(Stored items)
···
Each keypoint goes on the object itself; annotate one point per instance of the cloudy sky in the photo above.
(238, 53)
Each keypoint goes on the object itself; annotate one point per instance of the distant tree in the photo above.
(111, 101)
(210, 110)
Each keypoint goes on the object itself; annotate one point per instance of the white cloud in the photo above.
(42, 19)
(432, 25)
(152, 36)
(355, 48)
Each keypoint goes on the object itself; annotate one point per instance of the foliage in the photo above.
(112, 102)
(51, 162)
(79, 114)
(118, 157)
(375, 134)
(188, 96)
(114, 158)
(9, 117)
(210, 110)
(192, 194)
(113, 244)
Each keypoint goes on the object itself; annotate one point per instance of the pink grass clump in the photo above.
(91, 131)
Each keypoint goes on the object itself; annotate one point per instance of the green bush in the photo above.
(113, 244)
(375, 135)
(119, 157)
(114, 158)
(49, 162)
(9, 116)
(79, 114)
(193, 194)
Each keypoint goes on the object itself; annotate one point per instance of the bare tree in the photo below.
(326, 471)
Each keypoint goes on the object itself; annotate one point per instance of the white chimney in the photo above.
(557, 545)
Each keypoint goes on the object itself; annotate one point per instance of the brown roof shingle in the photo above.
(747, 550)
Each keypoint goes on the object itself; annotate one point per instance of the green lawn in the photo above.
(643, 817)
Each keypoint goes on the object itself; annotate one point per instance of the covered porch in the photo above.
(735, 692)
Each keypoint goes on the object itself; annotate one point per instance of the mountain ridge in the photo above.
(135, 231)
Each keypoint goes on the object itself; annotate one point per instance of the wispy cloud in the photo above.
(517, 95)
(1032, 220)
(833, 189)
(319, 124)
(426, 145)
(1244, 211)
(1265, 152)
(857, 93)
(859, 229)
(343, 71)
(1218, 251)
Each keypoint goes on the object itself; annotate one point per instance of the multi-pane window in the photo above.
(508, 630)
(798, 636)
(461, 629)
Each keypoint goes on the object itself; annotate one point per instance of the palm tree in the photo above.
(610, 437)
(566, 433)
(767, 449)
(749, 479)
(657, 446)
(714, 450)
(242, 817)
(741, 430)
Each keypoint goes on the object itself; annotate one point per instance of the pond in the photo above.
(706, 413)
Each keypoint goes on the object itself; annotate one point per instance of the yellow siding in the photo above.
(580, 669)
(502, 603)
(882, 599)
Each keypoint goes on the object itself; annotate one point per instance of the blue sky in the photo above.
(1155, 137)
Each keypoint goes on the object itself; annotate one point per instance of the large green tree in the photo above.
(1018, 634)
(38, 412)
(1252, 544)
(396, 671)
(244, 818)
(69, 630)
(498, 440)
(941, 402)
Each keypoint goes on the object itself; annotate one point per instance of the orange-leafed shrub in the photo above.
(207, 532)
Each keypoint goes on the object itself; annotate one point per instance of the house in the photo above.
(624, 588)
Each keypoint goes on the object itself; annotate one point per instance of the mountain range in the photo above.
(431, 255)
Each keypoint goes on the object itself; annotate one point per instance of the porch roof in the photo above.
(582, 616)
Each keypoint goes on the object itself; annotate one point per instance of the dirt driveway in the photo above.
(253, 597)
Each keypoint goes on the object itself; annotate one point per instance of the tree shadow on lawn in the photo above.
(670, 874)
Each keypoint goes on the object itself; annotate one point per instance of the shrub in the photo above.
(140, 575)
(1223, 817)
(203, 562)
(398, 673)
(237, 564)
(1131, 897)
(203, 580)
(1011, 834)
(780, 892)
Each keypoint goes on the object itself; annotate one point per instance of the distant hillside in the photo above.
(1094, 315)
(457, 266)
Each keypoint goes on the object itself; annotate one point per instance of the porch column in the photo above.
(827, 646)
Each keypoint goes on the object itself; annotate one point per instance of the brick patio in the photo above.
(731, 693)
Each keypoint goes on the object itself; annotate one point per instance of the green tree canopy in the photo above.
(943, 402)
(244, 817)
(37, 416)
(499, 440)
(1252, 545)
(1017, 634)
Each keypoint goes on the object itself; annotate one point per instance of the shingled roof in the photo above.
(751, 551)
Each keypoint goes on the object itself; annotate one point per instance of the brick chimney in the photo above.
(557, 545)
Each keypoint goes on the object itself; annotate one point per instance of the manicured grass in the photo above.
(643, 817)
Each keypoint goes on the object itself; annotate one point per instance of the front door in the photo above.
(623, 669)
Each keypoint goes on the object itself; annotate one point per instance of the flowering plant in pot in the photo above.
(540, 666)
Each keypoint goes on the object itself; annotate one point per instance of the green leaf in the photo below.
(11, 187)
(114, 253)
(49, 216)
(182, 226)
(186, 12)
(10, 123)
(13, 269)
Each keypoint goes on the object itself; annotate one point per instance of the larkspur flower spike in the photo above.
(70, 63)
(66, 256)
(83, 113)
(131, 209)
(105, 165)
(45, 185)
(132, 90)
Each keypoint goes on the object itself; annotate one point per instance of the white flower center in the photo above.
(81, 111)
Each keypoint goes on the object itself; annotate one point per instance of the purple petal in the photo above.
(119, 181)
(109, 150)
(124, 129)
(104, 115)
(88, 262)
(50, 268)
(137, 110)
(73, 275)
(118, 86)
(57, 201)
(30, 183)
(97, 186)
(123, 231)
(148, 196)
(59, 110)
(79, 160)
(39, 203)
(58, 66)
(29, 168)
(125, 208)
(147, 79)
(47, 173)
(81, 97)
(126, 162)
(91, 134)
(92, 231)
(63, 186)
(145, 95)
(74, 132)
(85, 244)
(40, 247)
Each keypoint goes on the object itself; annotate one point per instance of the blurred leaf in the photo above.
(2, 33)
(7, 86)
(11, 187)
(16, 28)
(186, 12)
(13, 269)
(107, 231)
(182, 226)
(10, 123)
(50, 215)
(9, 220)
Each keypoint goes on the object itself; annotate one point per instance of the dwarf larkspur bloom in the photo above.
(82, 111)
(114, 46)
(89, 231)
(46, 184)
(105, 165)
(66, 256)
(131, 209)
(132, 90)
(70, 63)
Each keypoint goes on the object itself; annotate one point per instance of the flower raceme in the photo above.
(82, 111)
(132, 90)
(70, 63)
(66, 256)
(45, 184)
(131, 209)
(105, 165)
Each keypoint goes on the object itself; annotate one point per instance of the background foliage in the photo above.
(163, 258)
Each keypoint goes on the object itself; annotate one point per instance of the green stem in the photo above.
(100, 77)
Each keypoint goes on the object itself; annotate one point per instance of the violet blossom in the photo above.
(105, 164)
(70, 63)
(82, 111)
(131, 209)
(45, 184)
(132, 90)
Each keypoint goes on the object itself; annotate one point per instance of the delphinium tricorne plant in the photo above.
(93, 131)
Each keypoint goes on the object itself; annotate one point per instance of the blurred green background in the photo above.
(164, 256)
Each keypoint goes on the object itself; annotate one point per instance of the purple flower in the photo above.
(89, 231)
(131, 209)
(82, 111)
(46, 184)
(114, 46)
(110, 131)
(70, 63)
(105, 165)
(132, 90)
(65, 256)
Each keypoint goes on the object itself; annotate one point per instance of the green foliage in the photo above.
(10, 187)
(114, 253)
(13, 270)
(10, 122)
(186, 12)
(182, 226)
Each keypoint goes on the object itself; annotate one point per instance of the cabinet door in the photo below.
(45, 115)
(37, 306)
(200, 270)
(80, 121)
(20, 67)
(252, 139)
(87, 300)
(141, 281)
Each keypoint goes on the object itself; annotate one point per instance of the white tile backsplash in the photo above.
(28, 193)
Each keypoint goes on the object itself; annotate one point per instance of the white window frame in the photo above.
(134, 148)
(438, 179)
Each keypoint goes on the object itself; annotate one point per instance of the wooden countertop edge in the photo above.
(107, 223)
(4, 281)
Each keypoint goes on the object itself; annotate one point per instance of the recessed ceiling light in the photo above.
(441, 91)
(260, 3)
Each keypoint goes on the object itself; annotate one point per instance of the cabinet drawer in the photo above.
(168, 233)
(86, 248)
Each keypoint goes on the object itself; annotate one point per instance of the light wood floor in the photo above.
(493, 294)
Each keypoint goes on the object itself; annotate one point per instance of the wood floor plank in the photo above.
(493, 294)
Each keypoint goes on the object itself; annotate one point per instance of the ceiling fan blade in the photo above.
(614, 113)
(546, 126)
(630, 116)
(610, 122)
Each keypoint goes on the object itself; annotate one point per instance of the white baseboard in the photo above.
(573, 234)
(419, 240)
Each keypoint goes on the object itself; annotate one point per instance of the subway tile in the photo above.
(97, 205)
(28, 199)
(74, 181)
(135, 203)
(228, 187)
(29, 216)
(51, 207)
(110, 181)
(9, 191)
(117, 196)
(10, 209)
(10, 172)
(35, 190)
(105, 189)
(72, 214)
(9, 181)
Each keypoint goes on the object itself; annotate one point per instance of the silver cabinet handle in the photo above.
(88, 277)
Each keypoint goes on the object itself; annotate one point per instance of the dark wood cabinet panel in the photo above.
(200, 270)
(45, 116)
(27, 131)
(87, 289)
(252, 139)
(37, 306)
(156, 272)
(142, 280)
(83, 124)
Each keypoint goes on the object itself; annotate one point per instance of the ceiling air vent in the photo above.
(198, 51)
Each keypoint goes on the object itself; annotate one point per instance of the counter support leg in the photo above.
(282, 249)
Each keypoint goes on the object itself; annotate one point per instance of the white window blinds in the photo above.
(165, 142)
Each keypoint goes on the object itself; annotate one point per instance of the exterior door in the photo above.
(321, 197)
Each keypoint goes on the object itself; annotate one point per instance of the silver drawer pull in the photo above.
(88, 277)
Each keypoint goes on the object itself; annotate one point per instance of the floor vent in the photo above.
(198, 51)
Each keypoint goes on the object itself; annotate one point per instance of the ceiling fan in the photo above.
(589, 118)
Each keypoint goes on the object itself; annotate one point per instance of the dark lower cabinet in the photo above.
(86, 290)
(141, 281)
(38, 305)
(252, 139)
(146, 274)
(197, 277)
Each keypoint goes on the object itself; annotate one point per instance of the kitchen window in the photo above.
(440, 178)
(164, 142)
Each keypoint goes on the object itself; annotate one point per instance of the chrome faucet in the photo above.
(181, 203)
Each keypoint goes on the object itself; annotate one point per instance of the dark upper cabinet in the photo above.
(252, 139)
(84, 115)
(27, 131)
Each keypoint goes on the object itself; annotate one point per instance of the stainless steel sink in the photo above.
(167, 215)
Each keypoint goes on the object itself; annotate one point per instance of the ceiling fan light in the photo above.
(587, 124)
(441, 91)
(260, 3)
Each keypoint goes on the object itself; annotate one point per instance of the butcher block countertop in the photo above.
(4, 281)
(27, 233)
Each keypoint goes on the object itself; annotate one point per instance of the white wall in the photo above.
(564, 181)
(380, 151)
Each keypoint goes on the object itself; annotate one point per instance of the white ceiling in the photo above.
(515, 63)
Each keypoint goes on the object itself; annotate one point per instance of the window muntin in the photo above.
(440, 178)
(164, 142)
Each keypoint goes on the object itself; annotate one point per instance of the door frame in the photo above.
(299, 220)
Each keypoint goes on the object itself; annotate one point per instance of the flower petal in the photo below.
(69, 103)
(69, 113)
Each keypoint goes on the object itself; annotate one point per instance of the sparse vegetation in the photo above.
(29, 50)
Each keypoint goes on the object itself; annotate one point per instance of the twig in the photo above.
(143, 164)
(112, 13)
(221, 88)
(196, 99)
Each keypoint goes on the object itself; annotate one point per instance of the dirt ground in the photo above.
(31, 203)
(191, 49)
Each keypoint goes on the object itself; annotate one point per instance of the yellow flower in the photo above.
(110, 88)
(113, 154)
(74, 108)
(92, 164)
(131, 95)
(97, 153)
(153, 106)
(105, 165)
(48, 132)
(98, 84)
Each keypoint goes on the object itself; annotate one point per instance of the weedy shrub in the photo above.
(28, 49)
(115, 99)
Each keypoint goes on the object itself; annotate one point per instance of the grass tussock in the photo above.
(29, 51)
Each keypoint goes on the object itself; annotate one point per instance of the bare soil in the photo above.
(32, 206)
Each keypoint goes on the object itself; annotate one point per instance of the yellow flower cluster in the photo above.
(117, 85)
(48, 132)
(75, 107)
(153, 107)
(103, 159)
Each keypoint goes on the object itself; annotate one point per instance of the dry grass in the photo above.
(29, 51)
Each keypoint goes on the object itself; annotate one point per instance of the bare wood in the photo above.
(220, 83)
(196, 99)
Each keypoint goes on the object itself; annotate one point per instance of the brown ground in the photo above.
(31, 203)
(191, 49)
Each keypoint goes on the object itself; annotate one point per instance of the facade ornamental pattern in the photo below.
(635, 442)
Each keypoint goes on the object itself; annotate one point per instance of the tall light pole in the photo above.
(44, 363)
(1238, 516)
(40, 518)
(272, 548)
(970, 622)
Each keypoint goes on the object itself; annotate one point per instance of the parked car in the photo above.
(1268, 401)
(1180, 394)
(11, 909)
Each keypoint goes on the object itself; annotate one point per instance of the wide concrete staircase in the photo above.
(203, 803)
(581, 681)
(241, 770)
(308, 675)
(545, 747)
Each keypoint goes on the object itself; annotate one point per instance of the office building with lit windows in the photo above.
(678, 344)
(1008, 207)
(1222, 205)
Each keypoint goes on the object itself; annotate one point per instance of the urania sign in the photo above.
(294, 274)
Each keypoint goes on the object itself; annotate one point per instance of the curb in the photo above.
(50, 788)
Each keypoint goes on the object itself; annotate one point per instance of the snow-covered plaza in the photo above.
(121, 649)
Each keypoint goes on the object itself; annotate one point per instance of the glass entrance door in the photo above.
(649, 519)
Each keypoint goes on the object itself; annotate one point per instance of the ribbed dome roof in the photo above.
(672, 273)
···
Exercise instructions:
Taking the line with "entrance door in the photo above." as the start and the last line of the data above as the end, write out those two lines and every line between them exactly, and only those.

Written answer:
Each keypoint goes on the object itself; annotate one point per instance of the glass entrance door in the photo above.
(649, 519)
Each keypoint goes on the object itself; annotate one point per instance of the ribbed dome roof in the photo above.
(672, 273)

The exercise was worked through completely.